Recently, Florida Governor, Ron DeSantis, introduced his “Floridians First” budget for the year, without saying a word about the $40 billion unfunded liability hanging over the heads of every resident. Within that liability lies the solution for property tax reduction.

The state budget requested by DeSantis, for his last year in office, is $117.36 billion, around $2 billion larger than the current fiscal year’s budget. He says he is preparing for the property tax reduction/elimination discussions to come. Once again, DeGov needs to listen to his citizens.

An organization of concerned citizens, Tripledippers.org knows how to help!  TripleDippers.org is a group of state residents which has spent years analyzing the Florida pension systems. What you will learn from them is cautionary, and applicable to many states across the country.

Elimination of the very “sweet” pension cash bonuses which have caused this massive liability in Florida, would go a long way to fund those property tax reductions that DeSantis likes to talk about. Read on to learn more about the triple dipping going on, and what the citizens’ group has to say.

In his recent speech, DeGov made no mention of the $40 billion in unfunded liabilities, which is over 34% of his proposed budget. You will see why.

That huge UNFUNDED liability is due to the state employees’ supplemental retirement plan called “DROP” (Deferred Retirement Options Program) which gives cushy retirement benefits to many state employees

DROP is a voluntary retirement option available to FRS (Florida Retirement System) members who are pension plan participants who are eligible for normal retirement. When an employee enters DROP, they essentially turn on their pension benefit, and the monthly retirement payments are deferred and deposited into an interest-bearing account. During the time an employee is in DROP, he continuse to work and earn a regular salary. Upon exiting DROP, employees receive a lump-sum payment of the accumulated DROP account balance, in addition to their regular monthly pension payments.(emphasis mine)
▬▬▬
§ **Aim**: Please rewrite the Florida budget text between "Recently, Florida Governor, Ron" and "property tax reduction.", inclusive, changing "property tax reduction" to "property tax relief".
▬▬▬
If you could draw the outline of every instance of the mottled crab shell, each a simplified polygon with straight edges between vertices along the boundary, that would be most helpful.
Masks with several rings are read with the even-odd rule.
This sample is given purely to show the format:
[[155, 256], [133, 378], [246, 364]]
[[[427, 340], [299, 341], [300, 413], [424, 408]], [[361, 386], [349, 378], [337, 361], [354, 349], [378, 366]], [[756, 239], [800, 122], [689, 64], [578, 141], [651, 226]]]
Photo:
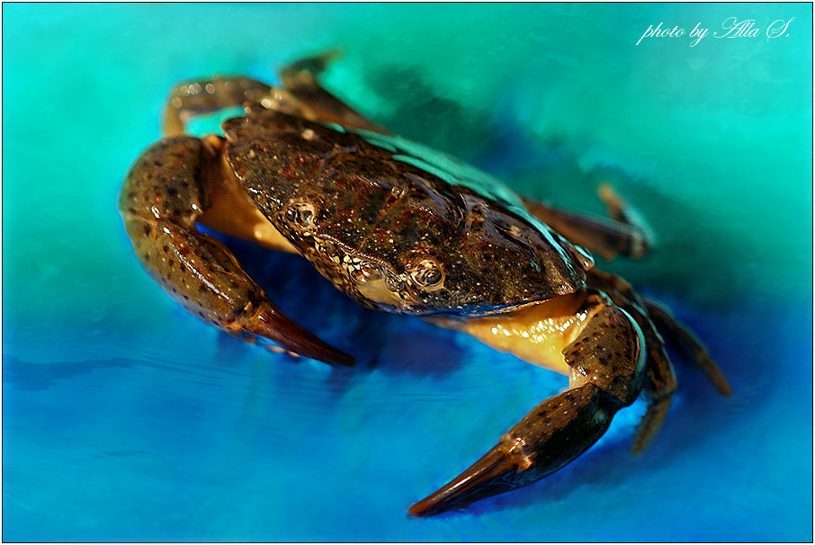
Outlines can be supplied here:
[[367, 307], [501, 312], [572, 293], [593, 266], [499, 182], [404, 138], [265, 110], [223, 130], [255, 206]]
▬▬▬
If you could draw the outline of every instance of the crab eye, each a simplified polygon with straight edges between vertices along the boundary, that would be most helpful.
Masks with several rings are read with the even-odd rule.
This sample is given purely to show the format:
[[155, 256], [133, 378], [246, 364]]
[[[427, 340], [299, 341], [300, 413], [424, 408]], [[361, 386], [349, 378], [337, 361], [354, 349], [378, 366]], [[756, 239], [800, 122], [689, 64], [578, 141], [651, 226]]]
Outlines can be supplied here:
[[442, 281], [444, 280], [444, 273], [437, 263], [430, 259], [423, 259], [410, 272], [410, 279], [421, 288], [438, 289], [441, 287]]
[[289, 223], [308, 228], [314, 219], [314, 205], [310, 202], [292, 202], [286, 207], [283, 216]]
▬▬▬
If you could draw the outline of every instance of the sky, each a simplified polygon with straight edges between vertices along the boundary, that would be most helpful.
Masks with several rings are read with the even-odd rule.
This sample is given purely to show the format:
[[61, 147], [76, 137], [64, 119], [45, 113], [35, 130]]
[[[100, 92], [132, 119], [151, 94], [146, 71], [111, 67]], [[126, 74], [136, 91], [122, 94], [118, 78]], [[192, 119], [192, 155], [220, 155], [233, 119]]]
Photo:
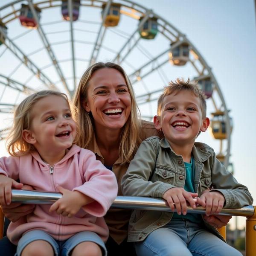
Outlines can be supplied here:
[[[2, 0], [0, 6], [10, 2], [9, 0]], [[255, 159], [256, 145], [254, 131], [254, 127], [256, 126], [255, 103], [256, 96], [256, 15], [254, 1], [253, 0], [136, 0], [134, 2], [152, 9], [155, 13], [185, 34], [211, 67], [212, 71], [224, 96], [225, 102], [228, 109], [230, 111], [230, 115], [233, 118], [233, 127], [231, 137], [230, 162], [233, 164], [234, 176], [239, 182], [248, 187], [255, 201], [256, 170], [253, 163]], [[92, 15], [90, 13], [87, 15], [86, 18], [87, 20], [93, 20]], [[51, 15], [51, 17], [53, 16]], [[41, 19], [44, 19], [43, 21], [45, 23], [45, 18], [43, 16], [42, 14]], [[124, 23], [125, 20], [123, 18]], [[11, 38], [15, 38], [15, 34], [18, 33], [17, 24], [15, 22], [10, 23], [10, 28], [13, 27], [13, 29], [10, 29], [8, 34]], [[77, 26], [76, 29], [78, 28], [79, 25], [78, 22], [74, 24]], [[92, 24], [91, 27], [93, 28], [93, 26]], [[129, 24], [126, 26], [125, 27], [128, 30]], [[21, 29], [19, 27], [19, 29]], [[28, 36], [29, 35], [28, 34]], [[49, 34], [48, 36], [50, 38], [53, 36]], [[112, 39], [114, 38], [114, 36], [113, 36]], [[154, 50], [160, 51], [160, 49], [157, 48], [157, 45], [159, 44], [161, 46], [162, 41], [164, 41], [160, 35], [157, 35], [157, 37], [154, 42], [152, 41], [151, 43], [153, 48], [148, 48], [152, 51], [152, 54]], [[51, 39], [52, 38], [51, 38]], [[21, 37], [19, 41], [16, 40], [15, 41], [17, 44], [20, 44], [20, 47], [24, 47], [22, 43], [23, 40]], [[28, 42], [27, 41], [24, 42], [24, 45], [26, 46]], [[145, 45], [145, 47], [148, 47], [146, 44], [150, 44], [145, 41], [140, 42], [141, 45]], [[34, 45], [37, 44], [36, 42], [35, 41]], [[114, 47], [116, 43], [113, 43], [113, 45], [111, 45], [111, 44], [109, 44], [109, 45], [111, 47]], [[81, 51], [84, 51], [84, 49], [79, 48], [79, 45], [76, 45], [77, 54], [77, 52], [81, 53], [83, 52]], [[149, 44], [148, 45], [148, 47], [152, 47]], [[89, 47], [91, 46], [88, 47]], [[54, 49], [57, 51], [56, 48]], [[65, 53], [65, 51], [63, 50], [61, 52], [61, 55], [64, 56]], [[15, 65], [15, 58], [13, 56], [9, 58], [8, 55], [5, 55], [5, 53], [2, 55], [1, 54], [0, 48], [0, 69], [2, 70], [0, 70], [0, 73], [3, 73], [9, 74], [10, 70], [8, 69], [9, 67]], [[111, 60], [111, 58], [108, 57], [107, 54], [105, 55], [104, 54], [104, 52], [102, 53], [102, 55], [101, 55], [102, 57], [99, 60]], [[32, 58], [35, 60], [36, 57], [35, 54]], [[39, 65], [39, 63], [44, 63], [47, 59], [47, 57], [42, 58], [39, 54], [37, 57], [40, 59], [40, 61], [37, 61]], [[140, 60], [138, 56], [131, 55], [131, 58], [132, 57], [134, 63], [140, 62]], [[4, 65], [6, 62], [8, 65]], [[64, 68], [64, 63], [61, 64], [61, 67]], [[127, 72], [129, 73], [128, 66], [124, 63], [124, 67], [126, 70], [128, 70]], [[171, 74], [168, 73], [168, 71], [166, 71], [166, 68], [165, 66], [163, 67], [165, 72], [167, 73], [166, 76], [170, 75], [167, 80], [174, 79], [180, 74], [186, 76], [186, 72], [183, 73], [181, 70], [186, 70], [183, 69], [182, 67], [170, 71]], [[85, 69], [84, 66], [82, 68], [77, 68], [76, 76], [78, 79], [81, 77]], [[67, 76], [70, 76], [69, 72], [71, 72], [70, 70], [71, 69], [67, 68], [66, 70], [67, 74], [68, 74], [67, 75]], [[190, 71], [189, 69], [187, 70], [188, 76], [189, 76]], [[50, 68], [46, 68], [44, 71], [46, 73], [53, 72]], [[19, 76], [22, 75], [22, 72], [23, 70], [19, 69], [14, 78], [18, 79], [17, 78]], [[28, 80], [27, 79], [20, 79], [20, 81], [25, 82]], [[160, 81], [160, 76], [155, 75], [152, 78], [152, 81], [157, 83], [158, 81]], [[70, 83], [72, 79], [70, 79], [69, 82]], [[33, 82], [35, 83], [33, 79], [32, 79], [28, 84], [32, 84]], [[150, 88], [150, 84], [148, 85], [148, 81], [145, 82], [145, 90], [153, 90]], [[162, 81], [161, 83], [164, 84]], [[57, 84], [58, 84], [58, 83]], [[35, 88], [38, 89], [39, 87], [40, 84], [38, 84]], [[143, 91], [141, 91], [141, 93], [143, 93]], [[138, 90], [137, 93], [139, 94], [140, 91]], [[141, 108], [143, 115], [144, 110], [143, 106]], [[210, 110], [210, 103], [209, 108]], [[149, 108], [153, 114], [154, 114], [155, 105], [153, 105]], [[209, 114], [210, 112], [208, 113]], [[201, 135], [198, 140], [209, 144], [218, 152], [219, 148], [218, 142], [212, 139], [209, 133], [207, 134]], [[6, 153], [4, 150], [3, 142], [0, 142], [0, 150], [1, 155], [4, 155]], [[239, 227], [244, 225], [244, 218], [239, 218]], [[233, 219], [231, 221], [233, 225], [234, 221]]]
▬▬▬
§ **Worked solution**:
Recently, Florida Governor, Ron DeSantis, introduced his “Floridians First” budget for the year, without saying a word about the $40 billion unfunded liability hanging over the heads of every resident. Within that liability lies the solution for property tax relief.